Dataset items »
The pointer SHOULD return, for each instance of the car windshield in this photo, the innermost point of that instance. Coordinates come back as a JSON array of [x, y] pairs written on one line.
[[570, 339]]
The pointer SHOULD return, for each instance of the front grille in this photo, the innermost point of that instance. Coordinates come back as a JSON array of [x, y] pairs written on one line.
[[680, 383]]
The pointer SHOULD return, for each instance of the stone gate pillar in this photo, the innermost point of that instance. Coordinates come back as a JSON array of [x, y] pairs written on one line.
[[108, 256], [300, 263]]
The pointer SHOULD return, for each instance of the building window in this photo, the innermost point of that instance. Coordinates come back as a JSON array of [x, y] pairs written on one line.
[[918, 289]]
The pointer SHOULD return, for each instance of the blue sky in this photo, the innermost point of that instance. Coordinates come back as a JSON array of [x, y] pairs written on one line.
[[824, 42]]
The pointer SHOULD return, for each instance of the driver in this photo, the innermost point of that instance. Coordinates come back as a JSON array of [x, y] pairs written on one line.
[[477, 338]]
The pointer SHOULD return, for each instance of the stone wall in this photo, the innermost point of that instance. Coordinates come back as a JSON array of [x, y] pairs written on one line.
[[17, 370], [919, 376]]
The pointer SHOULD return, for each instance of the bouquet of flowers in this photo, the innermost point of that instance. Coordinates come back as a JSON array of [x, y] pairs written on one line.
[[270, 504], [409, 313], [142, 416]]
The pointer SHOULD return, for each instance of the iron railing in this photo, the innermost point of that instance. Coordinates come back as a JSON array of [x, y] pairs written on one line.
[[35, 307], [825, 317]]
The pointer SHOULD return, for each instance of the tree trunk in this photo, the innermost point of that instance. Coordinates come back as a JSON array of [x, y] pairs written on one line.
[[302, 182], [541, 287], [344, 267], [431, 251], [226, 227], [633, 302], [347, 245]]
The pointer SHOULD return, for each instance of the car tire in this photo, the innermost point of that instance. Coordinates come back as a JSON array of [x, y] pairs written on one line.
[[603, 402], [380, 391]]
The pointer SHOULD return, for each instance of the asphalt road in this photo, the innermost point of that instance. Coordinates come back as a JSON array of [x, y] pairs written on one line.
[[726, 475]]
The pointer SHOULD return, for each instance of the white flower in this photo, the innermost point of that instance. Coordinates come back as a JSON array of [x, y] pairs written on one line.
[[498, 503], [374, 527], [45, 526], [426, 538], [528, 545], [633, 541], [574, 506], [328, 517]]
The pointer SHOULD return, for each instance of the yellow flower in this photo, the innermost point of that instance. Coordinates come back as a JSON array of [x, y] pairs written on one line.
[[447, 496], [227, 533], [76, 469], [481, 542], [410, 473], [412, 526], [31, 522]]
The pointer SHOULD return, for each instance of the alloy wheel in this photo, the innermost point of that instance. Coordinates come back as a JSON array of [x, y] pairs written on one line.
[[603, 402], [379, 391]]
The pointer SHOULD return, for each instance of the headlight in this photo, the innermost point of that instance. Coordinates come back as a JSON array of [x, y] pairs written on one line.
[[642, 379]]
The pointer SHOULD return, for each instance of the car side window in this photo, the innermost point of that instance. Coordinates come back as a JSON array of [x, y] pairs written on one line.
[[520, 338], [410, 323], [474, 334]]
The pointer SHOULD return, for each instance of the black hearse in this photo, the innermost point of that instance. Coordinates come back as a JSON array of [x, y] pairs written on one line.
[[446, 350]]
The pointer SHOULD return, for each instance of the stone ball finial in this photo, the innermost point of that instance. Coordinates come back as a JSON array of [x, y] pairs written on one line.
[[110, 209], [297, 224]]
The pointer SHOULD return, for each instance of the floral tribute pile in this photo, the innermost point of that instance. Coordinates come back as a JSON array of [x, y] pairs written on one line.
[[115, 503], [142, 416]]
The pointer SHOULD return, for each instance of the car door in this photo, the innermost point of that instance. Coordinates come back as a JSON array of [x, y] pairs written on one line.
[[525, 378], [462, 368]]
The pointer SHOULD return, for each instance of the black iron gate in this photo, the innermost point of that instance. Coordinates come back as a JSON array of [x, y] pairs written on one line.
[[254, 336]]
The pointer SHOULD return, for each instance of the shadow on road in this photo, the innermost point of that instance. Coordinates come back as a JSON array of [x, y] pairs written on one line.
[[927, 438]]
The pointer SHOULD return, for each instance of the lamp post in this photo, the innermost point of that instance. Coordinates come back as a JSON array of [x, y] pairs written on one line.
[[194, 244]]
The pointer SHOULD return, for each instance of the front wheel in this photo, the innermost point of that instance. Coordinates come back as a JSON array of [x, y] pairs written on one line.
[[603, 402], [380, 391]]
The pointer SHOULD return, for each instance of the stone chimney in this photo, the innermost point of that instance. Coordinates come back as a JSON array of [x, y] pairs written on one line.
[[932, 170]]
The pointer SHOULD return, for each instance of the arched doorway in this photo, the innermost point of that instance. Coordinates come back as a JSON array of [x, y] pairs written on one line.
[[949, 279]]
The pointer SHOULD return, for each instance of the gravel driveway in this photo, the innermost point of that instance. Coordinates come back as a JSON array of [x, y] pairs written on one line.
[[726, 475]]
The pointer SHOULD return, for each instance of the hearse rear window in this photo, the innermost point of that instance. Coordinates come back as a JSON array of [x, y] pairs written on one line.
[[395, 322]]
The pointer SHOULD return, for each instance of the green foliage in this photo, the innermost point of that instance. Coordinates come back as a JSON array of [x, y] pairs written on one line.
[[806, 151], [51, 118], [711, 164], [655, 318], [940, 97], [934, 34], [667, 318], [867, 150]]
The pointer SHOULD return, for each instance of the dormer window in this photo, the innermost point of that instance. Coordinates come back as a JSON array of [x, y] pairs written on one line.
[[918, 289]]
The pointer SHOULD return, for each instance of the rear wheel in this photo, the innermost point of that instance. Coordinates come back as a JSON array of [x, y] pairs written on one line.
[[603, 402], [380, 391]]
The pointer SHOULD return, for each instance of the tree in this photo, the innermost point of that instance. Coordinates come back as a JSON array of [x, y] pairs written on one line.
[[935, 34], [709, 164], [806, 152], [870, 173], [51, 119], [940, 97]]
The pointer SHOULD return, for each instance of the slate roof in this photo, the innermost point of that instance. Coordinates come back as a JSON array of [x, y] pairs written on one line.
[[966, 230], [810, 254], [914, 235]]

Goal of the exercise »
Exactly as written, give the line containing "The pointer SHOULD return, for each instance of the arched" and all remaining lines of the records.

Solution for this problem »
The pointer SHOULD return, for each instance of the arched doorway in this photo, the innermost point of that instance. Coordinates come back as a JSON array of [x, y] pairs written on one line.
[[949, 279]]
The pointer SHOULD return, for each instance of the gravel driveway in this photo, the innermost point of that instance. Coordinates come back as a JSON array of [x, y] pairs written on one line.
[[726, 475]]
The pointer SHOULD return, for each instance of the hearse rear window in this photo, the innermost point of that instance. Coordinates come back as a JSON array of [x, y] pairs written on one line.
[[395, 322]]
The pointer SHOULD return, for each instance of the green foliage in this photo, the innermost point of that instance. Coordinates come back as a JSON array of [x, y] pairs written on one line.
[[806, 151], [51, 118], [711, 164], [655, 318], [940, 97], [934, 34], [667, 318], [867, 150]]
The pointer SHOULD return, for each instance of the dormer window in this photo, the innermost point of that instance. Coordinates come back as a JSON array of [x, y] pairs written on one line.
[[918, 289]]
The pointer SHOULD return, for each instance of the rear wheel in this photo, the innermost point of that instance. Coordinates come back as a JSON array of [x, y] pairs written on one line.
[[603, 402], [380, 391]]
The pointer SHOULD return, for each instance of the tree in this photo, the innermost point of that instance. Coordinates come back as a JSON array of [x, y] pairs written on one line.
[[935, 34], [709, 164], [806, 152], [870, 173], [51, 119], [940, 97]]
The pointer SHOULD return, for each instance of the slate roof in this photo, the innermost point of that instance. Coordinates come back as a JSON array of [x, y] pairs written on one line.
[[966, 230], [810, 254], [914, 235]]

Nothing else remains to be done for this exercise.